__Task prompt__
Output every entry exactly as written, skipping any pictures.

Segment Start: Extracted data

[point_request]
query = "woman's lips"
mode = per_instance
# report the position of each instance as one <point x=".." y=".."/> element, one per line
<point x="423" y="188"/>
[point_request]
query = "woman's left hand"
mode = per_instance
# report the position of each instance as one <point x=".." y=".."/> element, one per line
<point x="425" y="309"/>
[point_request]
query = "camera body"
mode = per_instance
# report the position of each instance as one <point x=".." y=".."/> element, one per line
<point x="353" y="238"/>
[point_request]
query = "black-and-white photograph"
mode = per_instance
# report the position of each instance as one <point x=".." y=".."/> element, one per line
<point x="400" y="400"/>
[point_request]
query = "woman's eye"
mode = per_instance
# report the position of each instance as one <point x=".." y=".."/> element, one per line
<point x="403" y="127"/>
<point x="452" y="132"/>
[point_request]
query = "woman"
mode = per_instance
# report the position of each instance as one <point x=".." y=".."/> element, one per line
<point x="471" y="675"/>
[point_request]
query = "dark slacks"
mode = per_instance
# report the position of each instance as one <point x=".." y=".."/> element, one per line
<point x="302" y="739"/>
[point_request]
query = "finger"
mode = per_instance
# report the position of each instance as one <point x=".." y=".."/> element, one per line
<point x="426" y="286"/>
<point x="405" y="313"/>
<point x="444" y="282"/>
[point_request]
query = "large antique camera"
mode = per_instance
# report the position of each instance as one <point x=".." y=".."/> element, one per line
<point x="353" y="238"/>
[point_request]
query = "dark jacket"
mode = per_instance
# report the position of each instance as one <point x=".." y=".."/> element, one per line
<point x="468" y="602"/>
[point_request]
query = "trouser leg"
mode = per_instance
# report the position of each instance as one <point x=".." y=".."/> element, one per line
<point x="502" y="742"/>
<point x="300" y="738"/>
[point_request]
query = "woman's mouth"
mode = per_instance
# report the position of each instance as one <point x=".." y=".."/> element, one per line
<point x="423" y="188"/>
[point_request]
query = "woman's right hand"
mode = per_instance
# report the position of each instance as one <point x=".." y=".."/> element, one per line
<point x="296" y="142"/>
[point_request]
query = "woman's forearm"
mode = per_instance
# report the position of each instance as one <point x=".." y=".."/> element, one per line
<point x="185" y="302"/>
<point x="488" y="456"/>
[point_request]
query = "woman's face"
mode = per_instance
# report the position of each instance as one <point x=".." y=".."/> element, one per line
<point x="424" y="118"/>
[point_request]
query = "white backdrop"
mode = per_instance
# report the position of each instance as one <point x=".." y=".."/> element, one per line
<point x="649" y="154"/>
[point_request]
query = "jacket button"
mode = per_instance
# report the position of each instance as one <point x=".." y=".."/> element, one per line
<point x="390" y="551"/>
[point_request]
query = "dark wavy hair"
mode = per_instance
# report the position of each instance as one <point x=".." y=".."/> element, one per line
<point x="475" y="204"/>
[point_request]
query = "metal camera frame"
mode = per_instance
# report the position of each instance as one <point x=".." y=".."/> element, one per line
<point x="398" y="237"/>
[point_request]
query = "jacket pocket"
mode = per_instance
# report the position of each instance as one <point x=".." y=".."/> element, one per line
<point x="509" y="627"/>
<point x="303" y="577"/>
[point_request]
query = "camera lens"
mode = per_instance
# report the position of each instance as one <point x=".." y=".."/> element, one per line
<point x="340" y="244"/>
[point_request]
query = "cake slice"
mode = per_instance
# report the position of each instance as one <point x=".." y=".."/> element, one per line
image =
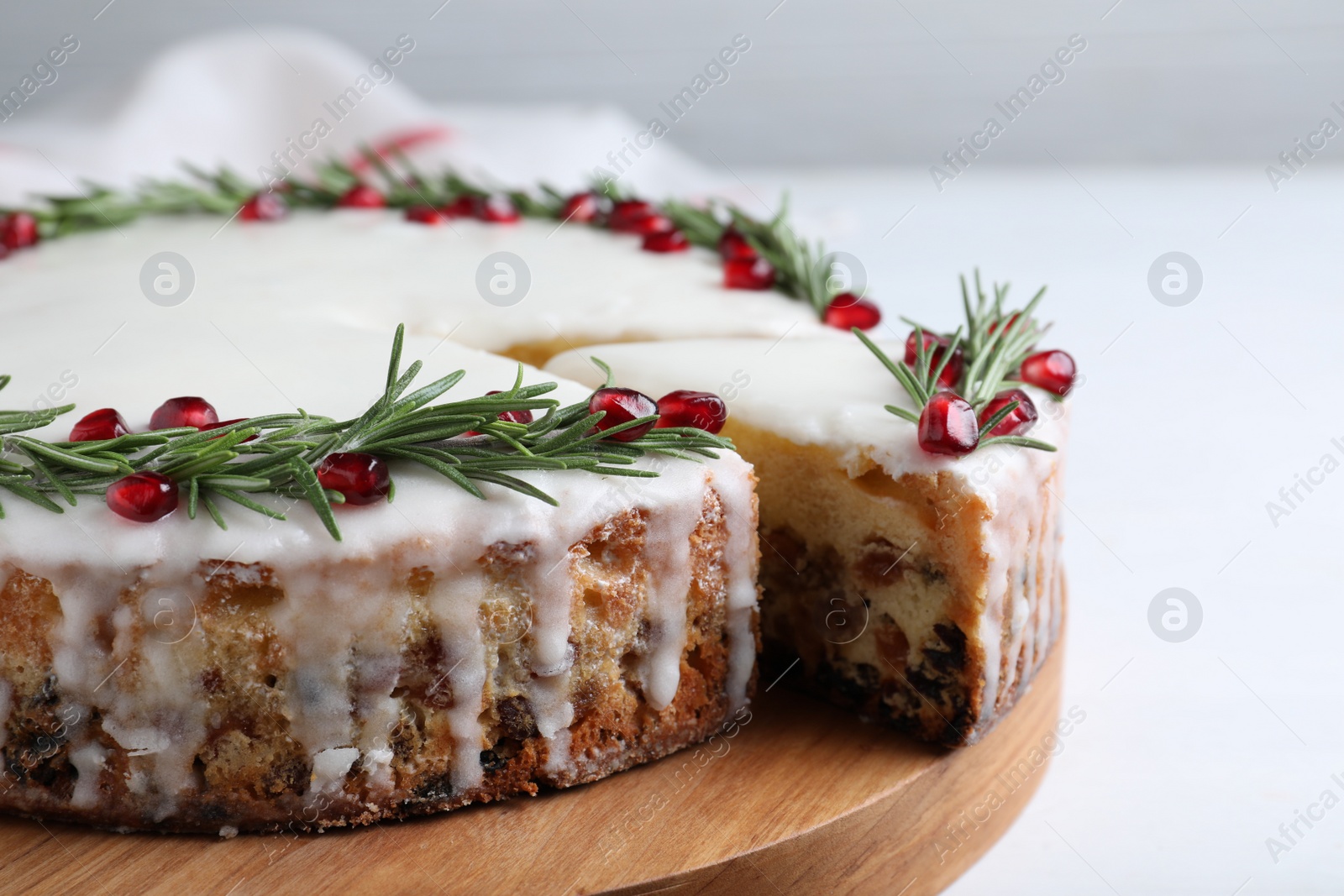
<point x="921" y="589"/>
<point x="181" y="676"/>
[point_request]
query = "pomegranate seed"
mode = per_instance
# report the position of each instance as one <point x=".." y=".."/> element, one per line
<point x="734" y="248"/>
<point x="627" y="215"/>
<point x="19" y="230"/>
<point x="748" y="273"/>
<point x="362" y="196"/>
<point x="104" y="423"/>
<point x="847" y="311"/>
<point x="683" y="407"/>
<point x="423" y="215"/>
<point x="223" y="423"/>
<point x="460" y="207"/>
<point x="363" y="479"/>
<point x="264" y="207"/>
<point x="581" y="207"/>
<point x="937" y="345"/>
<point x="187" y="410"/>
<point x="1021" y="419"/>
<point x="143" y="497"/>
<point x="1053" y="371"/>
<point x="622" y="406"/>
<point x="497" y="210"/>
<point x="948" y="426"/>
<point x="667" y="241"/>
<point x="655" y="224"/>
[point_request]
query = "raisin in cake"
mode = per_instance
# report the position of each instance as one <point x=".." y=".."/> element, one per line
<point x="921" y="589"/>
<point x="179" y="676"/>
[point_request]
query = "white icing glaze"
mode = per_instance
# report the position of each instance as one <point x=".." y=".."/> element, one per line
<point x="373" y="269"/>
<point x="340" y="645"/>
<point x="831" y="392"/>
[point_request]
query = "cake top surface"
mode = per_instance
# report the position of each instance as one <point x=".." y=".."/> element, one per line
<point x="828" y="392"/>
<point x="250" y="369"/>
<point x="374" y="269"/>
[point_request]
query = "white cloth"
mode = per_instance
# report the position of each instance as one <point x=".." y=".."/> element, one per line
<point x="239" y="97"/>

Segment End: Extracted data

__Expected output__
[point_request]
query = "woman's lips"
mode = per_instance
# report the position of each instance as one <point x=".." y=".."/> element, one per line
<point x="423" y="188"/>
[point_request]
query = "woman's left hand"
mode = per_instance
# report the position of each instance as one <point x=".." y=".."/> element, one per line
<point x="425" y="309"/>
[point_request]
query = "camera body"
mode = per_instance
# report the position of each instance as one <point x=".." y=".."/> element, one per line
<point x="353" y="238"/>
[point_request]
query = "black-and-white photograph"
mode = per_instance
# report the position of each instance as one <point x=".." y=".."/> element, one per line
<point x="400" y="400"/>
[point_request]
query = "woman's eye"
mode = per_instance
# report the position of each instance as one <point x=".." y=".."/> element, one per line
<point x="403" y="127"/>
<point x="452" y="132"/>
[point_request]
query = "woman"
mode = per_instance
# report the position of each instance as one <point x=".." y=".."/> element, one per line
<point x="471" y="675"/>
[point_request]
query = "dark slacks"
mode = per_instance
# report the position of each instance as one <point x=".." y=".."/> element, one per line
<point x="302" y="739"/>
[point_request]
query = "finger"
mode = per_instance
# report the position of each instance as one <point x=".." y=".."/> element, one per line
<point x="426" y="286"/>
<point x="405" y="313"/>
<point x="444" y="282"/>
[point_request]
query = "large antique camera"
mode = per_instance
# report the position of each instance as one <point x=".." y=".."/> element, one per line
<point x="353" y="238"/>
[point_request]
query = "dark jacket"
mode = per_instance
# report the position of each instance as one <point x=".." y=".."/> element, one per line
<point x="468" y="602"/>
[point_request]
query = "trouser leg"
mode = per_instance
# report the position of each instance as one <point x=".." y=".."/> element, one per line
<point x="502" y="742"/>
<point x="300" y="738"/>
[point_request]
query = "woman's mouth"
mode = per_instance
# report the position of each instance as one <point x=".." y=".."/> element, one per line
<point x="423" y="188"/>
[point_request]
query = "woman's right hand"
mode = per_instance
# report the position of each instance as one <point x=".." y=".."/> element, one per line
<point x="296" y="142"/>
[point_request]
query = "woman's forearm"
mode = per_instance
# report the position of each instance as one <point x=".." y=".."/> element, one per line
<point x="185" y="302"/>
<point x="488" y="456"/>
[point_request]
query = "woman's face"
mode = per_instance
# report the position of each instance as one <point x=".." y=".."/> element, one per line
<point x="424" y="118"/>
[point_request]
query = "white backdrop"
mode = per_instance
# report the position of each instance as one <point x=".." y=".."/> element, one per line
<point x="649" y="154"/>
[point_request]
query = "jacket button"
mode = per_instance
# report the position of each instance as one <point x=".." y=".."/> element, one per line
<point x="390" y="551"/>
[point_request]
query = "dark wavy hair"
mode = per_instance
# report the position of each instance as one <point x=".." y=".."/> element, one per line
<point x="475" y="204"/>
[point_request]
query = "metal camera frame"
mode = per_instance
# report the position of each instance as one <point x=".." y=".."/> element, one per line
<point x="398" y="237"/>
[point_request]
query = "jacket pocket"
mode = per_instance
# report the position of each instance as one <point x=".." y=".."/> element, one per line
<point x="509" y="627"/>
<point x="303" y="577"/>
[point_request]
query = "camera lens"
mode = per_instance
# report the position of each instance as one <point x=".." y=".."/> element, one per line
<point x="340" y="244"/>
[point_request]
query = "cake slice"
mode = per_instance
# report the position of each instance as one <point x=".." y=".."/> element, one per line
image =
<point x="921" y="589"/>
<point x="181" y="676"/>
[point_request]
query = "pomegranate seed"
mode = per_instance
# report the position of each instance as one <point x=".." y=".."/> element, one per line
<point x="734" y="248"/>
<point x="627" y="215"/>
<point x="19" y="230"/>
<point x="748" y="273"/>
<point x="362" y="196"/>
<point x="104" y="423"/>
<point x="847" y="311"/>
<point x="683" y="407"/>
<point x="423" y="215"/>
<point x="223" y="423"/>
<point x="460" y="207"/>
<point x="363" y="479"/>
<point x="264" y="207"/>
<point x="581" y="207"/>
<point x="937" y="345"/>
<point x="187" y="410"/>
<point x="1021" y="419"/>
<point x="143" y="497"/>
<point x="1053" y="371"/>
<point x="622" y="406"/>
<point x="497" y="210"/>
<point x="948" y="426"/>
<point x="667" y="241"/>
<point x="655" y="224"/>
[point_request]
query = "raisin in cake"
mode = per_instance
# report the position of each instance as one <point x=".." y=".."/> element, one per line
<point x="921" y="589"/>
<point x="179" y="676"/>
[point_request]
query = "white icing glaze"
mode = per_instance
# report the position of each instance as one <point x=".." y=".."/> element, one per line
<point x="373" y="269"/>
<point x="340" y="645"/>
<point x="831" y="392"/>
[point_request]
query = "cake top surface"
mode = per_instance
# report the position of each instance as one <point x=".." y=".."/> element, one per line
<point x="828" y="392"/>
<point x="250" y="369"/>
<point x="374" y="269"/>
[point_request]
query = "white cloth"
mode = per_instance
# report the position of each instance as one <point x=".." y=".."/> element, one per line
<point x="239" y="97"/>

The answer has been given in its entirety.